> PROVIDED PASSAGE:
The classroom element consists of a short series of seminars, interspersed throughout the year, covering the process of becoming a reflexive practitioner (drawing on Kolb, 1984), developing professional skills in key areas (including communication skills, team working, management of change, leadership, project management, and problem solving), developing detailed personal goals (drawing on Drucker, 1954, and Doran, 1981), and working with values across cultures (drawing on Schwartz, 2012). Between seminars, students complete a series of self-directed e-portfolio exercises on the portal, which provide reflective activities that support the development of the key transferrable professional skills. The most significant challenge for students is the requirement to complete a 100-hr placement, usually (but not exclusively) undertaken in the United Kingdom. 4 Although there is perhaps a paradox in running a postgraduate course in international development, in which travel abroad is not an essential element, students are tasked with undertaking volunteering or paid work at any organization or company whose work deals with social, economic, or environmental development with an international dimension. This is a largely independent initiative; the placement supervisor will help to identify and contact suitable organizations if needed; however, the students’ ability to find and negotiate their own placement is considered to be part of professional skills development.
The PDP block, consisting as it does largely of experiential learning, is then assessed by the submission of a reflective multipart portfolio, consisting of (a) a personal development plan, which puts the placement into the context of their broader professional and personal development; (b) a placement report with evaluative element, which shows an ability to evaluate the host organization, the application of theoretical and underpinning knowledge to the placement experience, and a discussion and evaluation of professional skills development; and (c) supporting evidence, which documents the activities and development undertaken during the placement. There has been interesting work done on ways of assessing students’ acquisition of intercultural capability—for example, Hammer (2009) on the “Intercultural Development Continuum” and the shift toward an adaptive mind-set; Spencer-Oatey and Stadler (2009) on competency clusters, which combine problem-solving abilities, communication, relationship building, and attitudes; and Deardorff (2006) on the “process model” (p. 256), which explores how shifts in attitude and knowledge are translated into internal outcomes (greater adaptability) and external outcomes (effective use of appropriate communication and behavior). The MAID PDP assessment strategy integrates elements of these, but as part of a broader approach, which assesses application of knowledge, professional skills and attitudes, and intercultural capability. This is focused on the learning outcomes listed above, but with the emphasis on reflective ability, an understanding of the multidisciplinary skills needed to work in international development, productive engagement with groups and individuals from a wide range of backgrounds and cultures, and recognizing responsibility as a local, national, and international citizen.

> MATERIAL PROVIDED:
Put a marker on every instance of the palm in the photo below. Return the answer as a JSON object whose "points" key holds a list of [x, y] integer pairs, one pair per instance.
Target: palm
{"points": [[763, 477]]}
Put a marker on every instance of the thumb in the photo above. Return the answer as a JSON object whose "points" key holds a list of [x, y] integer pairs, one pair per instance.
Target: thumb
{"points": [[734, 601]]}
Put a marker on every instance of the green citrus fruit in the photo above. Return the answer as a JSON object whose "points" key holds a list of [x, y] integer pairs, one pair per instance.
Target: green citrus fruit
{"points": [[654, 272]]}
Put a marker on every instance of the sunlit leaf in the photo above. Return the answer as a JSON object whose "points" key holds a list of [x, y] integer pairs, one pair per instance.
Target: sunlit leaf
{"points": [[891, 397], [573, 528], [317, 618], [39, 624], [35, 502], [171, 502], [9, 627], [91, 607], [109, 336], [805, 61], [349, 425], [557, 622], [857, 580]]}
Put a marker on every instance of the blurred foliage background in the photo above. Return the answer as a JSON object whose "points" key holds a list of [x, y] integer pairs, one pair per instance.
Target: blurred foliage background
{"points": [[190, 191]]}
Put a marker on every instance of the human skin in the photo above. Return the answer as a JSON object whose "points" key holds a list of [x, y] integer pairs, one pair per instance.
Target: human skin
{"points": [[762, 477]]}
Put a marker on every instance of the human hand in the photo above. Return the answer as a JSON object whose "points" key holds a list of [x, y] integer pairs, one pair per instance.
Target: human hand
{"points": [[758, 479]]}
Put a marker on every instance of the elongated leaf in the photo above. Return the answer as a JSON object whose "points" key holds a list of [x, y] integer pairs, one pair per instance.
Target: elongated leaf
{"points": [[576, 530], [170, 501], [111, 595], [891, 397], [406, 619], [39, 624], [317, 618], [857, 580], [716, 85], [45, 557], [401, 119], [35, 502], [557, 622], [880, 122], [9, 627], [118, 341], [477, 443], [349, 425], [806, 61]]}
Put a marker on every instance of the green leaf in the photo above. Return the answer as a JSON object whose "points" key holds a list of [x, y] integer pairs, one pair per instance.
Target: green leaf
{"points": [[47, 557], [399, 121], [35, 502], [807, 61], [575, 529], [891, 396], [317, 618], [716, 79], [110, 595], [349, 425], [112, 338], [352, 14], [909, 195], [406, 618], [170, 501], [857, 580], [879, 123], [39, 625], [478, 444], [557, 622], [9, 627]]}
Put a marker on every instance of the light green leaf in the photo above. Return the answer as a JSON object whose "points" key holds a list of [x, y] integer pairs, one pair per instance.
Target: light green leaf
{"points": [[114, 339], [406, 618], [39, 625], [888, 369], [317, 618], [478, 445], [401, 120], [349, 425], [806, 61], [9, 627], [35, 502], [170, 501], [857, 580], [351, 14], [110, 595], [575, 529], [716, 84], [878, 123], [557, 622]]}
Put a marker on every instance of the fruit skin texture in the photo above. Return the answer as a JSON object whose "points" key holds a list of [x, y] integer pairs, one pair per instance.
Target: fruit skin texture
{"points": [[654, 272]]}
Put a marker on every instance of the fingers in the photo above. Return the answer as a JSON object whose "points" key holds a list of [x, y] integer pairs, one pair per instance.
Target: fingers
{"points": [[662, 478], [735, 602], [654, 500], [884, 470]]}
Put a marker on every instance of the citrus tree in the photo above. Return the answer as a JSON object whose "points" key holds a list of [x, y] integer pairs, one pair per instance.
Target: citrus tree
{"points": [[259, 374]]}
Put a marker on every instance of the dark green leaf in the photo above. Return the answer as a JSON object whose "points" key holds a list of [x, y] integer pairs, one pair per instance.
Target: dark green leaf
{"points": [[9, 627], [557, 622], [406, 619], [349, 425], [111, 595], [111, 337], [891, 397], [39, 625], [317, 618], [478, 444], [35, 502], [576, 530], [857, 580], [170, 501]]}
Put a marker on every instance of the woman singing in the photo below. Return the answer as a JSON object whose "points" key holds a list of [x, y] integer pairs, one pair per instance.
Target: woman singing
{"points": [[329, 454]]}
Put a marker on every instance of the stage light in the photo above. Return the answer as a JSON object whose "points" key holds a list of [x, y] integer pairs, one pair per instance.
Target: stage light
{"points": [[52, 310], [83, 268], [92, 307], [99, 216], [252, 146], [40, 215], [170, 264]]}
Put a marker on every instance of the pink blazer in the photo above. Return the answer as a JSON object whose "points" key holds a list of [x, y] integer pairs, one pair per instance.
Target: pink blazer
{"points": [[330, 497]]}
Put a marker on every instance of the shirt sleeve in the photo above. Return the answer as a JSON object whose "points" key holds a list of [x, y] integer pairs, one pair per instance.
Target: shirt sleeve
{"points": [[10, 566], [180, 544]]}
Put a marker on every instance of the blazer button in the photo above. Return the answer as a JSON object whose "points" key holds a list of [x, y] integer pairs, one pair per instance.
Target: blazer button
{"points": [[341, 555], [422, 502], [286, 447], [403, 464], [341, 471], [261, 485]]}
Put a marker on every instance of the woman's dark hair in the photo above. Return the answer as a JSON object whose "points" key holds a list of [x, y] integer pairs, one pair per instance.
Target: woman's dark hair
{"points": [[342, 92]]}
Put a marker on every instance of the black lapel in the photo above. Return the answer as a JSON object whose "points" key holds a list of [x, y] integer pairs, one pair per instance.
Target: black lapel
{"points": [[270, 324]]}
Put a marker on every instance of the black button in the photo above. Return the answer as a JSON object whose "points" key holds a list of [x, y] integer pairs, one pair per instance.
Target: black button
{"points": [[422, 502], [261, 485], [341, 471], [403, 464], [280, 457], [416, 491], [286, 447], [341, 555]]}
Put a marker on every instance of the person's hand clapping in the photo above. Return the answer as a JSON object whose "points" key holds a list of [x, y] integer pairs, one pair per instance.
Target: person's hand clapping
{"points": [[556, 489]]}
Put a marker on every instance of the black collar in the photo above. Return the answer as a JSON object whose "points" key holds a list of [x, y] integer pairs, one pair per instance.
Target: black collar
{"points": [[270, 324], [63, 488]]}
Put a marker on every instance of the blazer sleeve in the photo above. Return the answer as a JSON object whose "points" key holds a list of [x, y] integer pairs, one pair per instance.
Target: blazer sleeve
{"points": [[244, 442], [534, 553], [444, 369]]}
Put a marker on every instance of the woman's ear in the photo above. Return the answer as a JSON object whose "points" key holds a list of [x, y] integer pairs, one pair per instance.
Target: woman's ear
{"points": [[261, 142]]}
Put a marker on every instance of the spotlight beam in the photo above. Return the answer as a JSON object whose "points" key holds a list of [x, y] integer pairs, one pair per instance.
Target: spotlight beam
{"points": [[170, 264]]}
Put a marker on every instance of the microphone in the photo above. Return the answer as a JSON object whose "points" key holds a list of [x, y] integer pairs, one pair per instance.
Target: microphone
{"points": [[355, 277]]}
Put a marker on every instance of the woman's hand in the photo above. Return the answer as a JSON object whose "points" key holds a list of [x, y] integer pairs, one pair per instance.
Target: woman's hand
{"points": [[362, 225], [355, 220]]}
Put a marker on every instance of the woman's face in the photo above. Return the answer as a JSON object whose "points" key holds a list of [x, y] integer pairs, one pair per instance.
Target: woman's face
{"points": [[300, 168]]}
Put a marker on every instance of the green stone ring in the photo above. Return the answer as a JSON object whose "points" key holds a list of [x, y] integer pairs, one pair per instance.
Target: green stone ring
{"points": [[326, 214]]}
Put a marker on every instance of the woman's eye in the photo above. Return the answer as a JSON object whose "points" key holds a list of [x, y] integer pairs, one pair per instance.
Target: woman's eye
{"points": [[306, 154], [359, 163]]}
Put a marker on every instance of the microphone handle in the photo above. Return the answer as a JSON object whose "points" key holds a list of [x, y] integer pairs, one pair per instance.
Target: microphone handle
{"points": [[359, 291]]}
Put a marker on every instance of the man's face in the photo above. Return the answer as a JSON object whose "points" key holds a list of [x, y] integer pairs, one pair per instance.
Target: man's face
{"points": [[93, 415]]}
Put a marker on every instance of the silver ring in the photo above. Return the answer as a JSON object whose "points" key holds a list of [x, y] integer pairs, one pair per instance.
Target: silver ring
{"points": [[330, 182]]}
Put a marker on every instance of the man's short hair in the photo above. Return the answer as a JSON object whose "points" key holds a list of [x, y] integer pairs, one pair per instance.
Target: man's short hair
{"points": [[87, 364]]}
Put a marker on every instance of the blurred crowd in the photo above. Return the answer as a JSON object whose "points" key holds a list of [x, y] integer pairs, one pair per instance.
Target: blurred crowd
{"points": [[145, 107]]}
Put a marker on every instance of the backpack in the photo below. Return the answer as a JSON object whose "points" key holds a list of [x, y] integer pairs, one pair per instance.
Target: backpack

> WHAT TO DO:
Continue the passage on the MA in International Development's professional development block, picking up after its final sentence.

> RESULT OF THIS TASK:
The PDP, therefore, uses an IaH framework to deliver the university’s key strategic objectives of social engagement, employability, and global connectedness in the following ways: (a) embedding intercultural communication into practical experience, encouraging students to apply their academic knowledge (Wächter, 2003); (b) enhancing student “preparedness” for a globalized professional environment—identified as the most important rationale for internationalization in HEIs (Beelen, 2011); (c) encouraging the building of relationships between students and local cultural and ethnic community groups (Knight, 2008), which supports the development of attitudes of openness to multiple perspectives, and exposes students to the ethical dimensions of international development practice. The following section evaluates this delivery, drawing on students’ own reflections on their learning, and on semistructured interviews with two key placement providers.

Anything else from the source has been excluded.